INPUT RECORDS:
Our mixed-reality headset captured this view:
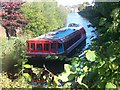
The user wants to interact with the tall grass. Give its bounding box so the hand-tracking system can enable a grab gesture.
[0,36,30,78]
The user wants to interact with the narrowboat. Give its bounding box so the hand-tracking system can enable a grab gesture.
[26,23,86,57]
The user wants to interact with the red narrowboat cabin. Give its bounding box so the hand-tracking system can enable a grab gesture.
[26,25,86,57]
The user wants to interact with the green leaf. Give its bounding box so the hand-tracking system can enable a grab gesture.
[105,82,116,88]
[80,83,88,89]
[86,50,96,61]
[68,74,76,81]
[77,74,85,84]
[23,73,31,82]
[24,64,33,68]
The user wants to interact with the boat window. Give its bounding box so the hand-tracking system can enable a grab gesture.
[37,44,42,50]
[44,43,50,51]
[51,43,56,50]
[31,43,35,50]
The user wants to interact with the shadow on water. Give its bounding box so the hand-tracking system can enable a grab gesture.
[28,40,86,74]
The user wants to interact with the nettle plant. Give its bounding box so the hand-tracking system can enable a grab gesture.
[0,2,27,39]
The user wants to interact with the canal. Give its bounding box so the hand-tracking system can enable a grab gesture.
[29,12,96,74]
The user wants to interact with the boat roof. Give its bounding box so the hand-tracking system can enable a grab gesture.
[30,27,82,41]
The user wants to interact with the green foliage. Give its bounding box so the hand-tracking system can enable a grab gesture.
[22,1,66,36]
[78,2,120,88]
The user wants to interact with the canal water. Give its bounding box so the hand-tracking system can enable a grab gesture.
[29,12,96,74]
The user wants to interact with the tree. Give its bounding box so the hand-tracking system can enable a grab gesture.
[22,0,66,36]
[0,2,26,39]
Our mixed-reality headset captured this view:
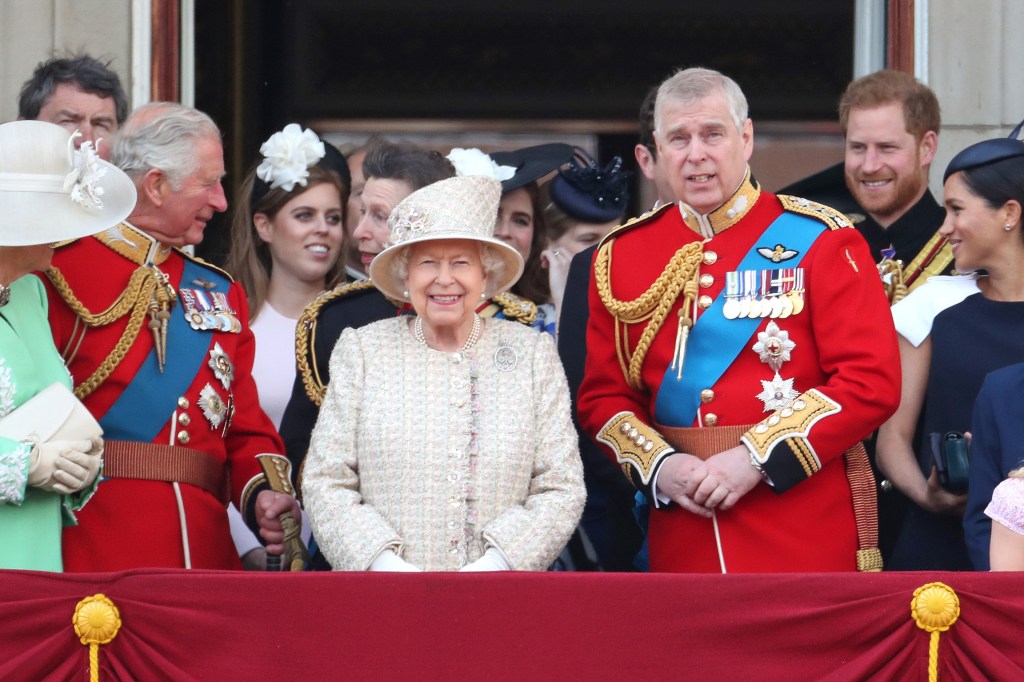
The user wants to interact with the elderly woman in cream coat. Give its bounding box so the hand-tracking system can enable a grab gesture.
[302,176,586,570]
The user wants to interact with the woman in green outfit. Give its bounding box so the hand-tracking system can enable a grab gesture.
[0,121,135,570]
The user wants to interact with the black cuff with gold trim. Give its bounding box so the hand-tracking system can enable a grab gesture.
[597,412,676,499]
[740,389,842,493]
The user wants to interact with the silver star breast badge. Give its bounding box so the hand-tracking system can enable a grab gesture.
[758,372,800,412]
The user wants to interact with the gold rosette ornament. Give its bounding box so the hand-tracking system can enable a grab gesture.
[72,594,121,682]
[910,583,959,682]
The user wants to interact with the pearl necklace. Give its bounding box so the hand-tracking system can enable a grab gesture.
[413,314,482,353]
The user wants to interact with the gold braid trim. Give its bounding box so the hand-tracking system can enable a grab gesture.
[594,240,703,390]
[46,266,161,400]
[295,280,374,408]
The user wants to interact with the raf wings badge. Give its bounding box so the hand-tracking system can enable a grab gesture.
[758,244,797,263]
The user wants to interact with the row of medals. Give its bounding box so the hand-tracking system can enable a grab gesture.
[722,267,805,319]
[722,290,804,319]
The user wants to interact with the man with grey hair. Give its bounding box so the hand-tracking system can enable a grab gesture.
[17,54,128,161]
[47,102,298,571]
[579,69,899,572]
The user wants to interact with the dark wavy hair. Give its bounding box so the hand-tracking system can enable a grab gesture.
[17,54,128,126]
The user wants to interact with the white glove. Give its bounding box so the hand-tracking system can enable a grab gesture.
[29,438,103,495]
[459,547,512,573]
[370,550,423,573]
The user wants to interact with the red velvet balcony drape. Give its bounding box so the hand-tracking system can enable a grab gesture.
[0,570,1024,681]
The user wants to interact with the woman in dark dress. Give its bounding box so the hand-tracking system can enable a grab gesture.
[878,134,1024,570]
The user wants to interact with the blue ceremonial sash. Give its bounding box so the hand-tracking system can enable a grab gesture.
[654,212,827,426]
[99,260,231,442]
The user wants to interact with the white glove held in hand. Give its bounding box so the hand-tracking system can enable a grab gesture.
[370,550,423,573]
[29,438,103,495]
[459,547,512,573]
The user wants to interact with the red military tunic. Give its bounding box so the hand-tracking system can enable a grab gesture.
[47,223,284,571]
[579,176,900,572]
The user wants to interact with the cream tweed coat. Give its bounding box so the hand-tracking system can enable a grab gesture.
[302,317,586,570]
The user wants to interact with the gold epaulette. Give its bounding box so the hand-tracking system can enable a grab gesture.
[601,199,675,245]
[490,292,537,325]
[776,195,853,229]
[295,280,382,407]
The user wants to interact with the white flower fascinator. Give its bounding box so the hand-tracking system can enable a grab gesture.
[446,146,515,182]
[63,130,106,209]
[256,123,327,191]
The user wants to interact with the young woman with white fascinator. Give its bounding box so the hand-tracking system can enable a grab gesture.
[226,123,350,569]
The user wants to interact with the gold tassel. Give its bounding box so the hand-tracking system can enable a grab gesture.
[910,583,959,682]
[72,594,121,682]
[670,280,697,381]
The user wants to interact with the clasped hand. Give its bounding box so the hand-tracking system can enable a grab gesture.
[29,438,103,495]
[256,491,302,554]
[657,445,761,517]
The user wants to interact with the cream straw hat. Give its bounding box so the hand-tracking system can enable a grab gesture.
[370,175,523,302]
[0,121,135,246]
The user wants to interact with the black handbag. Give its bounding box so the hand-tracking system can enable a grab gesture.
[928,431,971,495]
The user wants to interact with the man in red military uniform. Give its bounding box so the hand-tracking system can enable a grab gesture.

AIM: Rewrite the stretch of the material from the line containing "The user wants to interact with the white glove." through the line containing "[878,134,1024,570]", substituting "pinch gesture" for "grab gesture" and leaving everything else unchanged.

PROBLEM SOLUTION:
The user wants to interact with the white glove. Give its bounding box so the hand-tracking system can enable a pinch gesture.
[29,438,103,495]
[459,547,512,573]
[370,550,423,573]
The user wants to interact with the red velvet balcony drape. Give its bounding box so the hand-tracking system can enable a pinch gesture.
[0,570,1024,681]
The user wants to interact with the woman in dark dress. Give its bounding box so the hand-tracking system can enable a pinch gesture.
[878,134,1024,570]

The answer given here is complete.